Exercise: Which lines in the records contain the word "dark"? Pull out each of those lines and copy it in full.

========================================================================

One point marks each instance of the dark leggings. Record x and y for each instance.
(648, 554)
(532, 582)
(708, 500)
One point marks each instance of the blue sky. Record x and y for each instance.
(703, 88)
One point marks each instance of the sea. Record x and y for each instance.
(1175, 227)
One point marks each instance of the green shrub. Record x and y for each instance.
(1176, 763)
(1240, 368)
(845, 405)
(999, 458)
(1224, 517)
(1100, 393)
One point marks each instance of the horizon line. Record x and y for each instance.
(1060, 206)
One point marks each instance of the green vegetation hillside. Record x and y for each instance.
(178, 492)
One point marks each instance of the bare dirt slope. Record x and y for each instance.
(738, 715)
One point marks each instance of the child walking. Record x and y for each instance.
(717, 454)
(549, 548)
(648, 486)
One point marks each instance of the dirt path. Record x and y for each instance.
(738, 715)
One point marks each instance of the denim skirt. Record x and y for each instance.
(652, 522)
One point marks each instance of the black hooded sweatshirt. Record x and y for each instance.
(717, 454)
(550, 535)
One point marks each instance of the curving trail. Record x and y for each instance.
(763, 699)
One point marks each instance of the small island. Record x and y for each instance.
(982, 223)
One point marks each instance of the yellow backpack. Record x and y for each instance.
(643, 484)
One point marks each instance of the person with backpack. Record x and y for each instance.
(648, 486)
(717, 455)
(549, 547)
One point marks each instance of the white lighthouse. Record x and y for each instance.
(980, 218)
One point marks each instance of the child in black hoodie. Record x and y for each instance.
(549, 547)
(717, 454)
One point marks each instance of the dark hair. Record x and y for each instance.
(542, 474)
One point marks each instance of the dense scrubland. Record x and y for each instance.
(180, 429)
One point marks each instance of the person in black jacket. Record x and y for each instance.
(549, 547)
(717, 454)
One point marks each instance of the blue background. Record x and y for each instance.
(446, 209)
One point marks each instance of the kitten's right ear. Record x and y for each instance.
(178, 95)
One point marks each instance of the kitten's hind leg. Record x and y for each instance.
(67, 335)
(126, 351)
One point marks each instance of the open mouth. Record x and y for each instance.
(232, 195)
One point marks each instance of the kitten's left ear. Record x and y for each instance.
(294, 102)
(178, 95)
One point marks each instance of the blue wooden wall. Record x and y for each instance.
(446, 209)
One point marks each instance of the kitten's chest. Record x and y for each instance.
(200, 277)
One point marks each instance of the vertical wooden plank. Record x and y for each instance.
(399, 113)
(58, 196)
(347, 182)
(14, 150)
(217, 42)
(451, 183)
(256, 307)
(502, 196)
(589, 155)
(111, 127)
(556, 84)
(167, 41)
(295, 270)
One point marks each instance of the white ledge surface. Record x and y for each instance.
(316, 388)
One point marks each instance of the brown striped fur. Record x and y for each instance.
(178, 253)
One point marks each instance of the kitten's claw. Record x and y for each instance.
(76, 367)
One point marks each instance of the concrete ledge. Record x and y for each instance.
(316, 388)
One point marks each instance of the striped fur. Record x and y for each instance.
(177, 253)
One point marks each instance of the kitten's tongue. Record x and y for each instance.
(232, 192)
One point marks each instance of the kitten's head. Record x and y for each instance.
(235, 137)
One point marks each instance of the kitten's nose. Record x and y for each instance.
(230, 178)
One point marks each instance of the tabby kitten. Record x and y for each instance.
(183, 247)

========================================================================

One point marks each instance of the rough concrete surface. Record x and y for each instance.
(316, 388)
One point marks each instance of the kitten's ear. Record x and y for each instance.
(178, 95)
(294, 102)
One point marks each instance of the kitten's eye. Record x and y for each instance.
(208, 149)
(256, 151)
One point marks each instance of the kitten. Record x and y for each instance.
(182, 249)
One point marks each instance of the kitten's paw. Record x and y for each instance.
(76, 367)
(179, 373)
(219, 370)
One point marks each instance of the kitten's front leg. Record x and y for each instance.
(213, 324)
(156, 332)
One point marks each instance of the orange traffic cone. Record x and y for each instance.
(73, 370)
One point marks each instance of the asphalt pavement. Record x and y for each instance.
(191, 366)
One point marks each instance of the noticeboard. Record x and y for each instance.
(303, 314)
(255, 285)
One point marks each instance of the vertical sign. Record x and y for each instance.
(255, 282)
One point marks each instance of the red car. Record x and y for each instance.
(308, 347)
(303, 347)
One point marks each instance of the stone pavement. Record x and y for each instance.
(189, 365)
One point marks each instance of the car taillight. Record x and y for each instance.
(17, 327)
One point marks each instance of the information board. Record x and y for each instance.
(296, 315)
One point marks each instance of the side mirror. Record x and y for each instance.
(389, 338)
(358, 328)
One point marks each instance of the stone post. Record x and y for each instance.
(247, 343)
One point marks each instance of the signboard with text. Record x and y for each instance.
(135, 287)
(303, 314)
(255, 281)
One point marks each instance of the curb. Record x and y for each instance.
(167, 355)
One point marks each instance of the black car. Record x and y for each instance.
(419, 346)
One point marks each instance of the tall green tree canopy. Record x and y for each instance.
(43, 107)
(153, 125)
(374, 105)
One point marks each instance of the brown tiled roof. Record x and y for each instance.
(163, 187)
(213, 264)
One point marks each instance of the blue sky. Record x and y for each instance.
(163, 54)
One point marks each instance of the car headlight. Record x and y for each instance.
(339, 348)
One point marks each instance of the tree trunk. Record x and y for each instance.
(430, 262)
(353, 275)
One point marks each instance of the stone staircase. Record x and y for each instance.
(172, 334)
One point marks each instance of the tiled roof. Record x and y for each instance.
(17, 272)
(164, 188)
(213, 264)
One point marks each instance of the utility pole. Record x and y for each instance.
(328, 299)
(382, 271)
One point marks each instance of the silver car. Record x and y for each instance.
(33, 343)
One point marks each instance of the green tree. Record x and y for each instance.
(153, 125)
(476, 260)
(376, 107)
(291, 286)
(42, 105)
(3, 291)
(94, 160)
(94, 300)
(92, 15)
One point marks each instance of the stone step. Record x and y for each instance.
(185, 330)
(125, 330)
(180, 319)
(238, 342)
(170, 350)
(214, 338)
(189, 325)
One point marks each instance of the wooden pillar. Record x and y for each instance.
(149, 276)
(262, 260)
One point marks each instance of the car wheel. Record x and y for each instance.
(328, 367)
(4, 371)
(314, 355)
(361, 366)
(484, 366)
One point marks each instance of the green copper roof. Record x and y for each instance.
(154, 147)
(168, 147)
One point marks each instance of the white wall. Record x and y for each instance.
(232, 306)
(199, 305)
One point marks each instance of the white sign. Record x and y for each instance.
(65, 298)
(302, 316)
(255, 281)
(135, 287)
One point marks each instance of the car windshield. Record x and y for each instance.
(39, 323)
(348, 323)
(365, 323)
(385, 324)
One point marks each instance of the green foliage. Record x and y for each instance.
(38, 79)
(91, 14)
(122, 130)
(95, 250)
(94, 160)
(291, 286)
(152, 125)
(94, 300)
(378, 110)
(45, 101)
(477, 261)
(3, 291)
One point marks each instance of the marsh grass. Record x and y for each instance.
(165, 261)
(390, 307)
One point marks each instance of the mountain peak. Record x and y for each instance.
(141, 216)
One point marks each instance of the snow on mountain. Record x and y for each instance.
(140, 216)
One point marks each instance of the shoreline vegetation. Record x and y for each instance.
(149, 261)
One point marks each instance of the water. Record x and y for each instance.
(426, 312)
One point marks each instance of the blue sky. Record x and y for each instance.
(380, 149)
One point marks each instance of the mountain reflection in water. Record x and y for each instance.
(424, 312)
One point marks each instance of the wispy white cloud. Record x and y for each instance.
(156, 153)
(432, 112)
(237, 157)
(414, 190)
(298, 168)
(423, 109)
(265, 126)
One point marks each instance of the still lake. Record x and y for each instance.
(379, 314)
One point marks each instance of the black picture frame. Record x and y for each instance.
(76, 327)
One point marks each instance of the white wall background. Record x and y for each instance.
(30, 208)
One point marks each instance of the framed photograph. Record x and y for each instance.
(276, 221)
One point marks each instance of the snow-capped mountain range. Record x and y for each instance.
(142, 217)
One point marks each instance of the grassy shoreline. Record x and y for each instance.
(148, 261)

========================================================================

Result below:
One point marks each instance of the dark leggings. Record x and y for each instance.
One point marks each instance of the dark hair. Record x and y for each instance.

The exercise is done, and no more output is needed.